### PASSAGE:
****
Published on May 18, 2005 at 9:03 AM · No Comments

In animal studies, researchers from Georgetown University Medical Center have shown how traumatic brain injury leads to loss of brain function - and found that an experimental drug can stop the damage and promote recovery.

In research published in the Proceedings of the National Academy of Sciences (PNAS), the researchers say their findings may hold promise for the treatment of human traumatic brain injury, a condition they say affects almost half a million Americans a year and which is currently untreatable.

“Our research suggests that it might be possible to effectively prevent much of the injury-induced brain damage,” said the study’s principal investigator, Alan Faden, MD, Professor of Neuroscience, Neurology and Pharmacology at Georgetown University Medical Center, and Director of the Laboratory for the Study of Central Nervous System Injury.
****
### DATASET ENTRIES:

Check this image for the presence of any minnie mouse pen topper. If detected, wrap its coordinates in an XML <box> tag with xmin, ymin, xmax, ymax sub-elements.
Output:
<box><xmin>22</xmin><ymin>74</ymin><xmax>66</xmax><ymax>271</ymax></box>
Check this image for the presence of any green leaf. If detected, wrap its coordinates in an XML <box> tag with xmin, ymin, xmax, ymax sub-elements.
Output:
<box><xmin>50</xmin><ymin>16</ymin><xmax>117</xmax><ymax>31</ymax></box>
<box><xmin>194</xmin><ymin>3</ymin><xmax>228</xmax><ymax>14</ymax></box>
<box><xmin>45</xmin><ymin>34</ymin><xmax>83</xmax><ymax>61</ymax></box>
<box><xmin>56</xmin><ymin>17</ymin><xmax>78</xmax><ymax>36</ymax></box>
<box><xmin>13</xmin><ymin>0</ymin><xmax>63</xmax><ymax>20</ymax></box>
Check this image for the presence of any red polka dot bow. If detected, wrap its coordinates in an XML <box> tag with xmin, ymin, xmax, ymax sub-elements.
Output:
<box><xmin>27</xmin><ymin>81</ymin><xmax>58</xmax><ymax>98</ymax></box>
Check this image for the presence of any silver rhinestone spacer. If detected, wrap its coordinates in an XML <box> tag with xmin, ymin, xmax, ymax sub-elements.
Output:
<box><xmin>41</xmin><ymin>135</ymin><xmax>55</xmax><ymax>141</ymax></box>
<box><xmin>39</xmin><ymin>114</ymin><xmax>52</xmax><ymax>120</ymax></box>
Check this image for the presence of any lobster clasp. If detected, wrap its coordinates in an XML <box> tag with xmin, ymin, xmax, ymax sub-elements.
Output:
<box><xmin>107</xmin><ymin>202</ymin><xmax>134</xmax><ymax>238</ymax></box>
****
### EXERCISE DIRECTIONS:
Write out the full article on the traumatic brain injury study, word for word. The entries are separate material and have no connection to the text.

### EXPECTED ANSWER:
Published on May 18, 2005 at 9:03 AM · No Comments

In animal studies, researchers from Georgetown University Medical Center have shown how traumatic brain injury leads to loss of brain function - and found that an experimental drug can stop the damage and promote recovery.

In research published in the Proceedings of the National Academy of Sciences (PNAS), the researchers say their findings may hold promise for the treatment of human traumatic brain injury, a condition they say affects almost half a million Americans a year and which is currently untreatable.

“Our research suggests that it might be possible to effectively prevent much of the injury-induced brain damage,” said the study’s principal investigator, Alan Faden, MD, Professor of Neuroscience, Neurology and Pharmacology at Georgetown University Medical Center, and Director of the Laboratory for the Study of Central Nervous System Injury.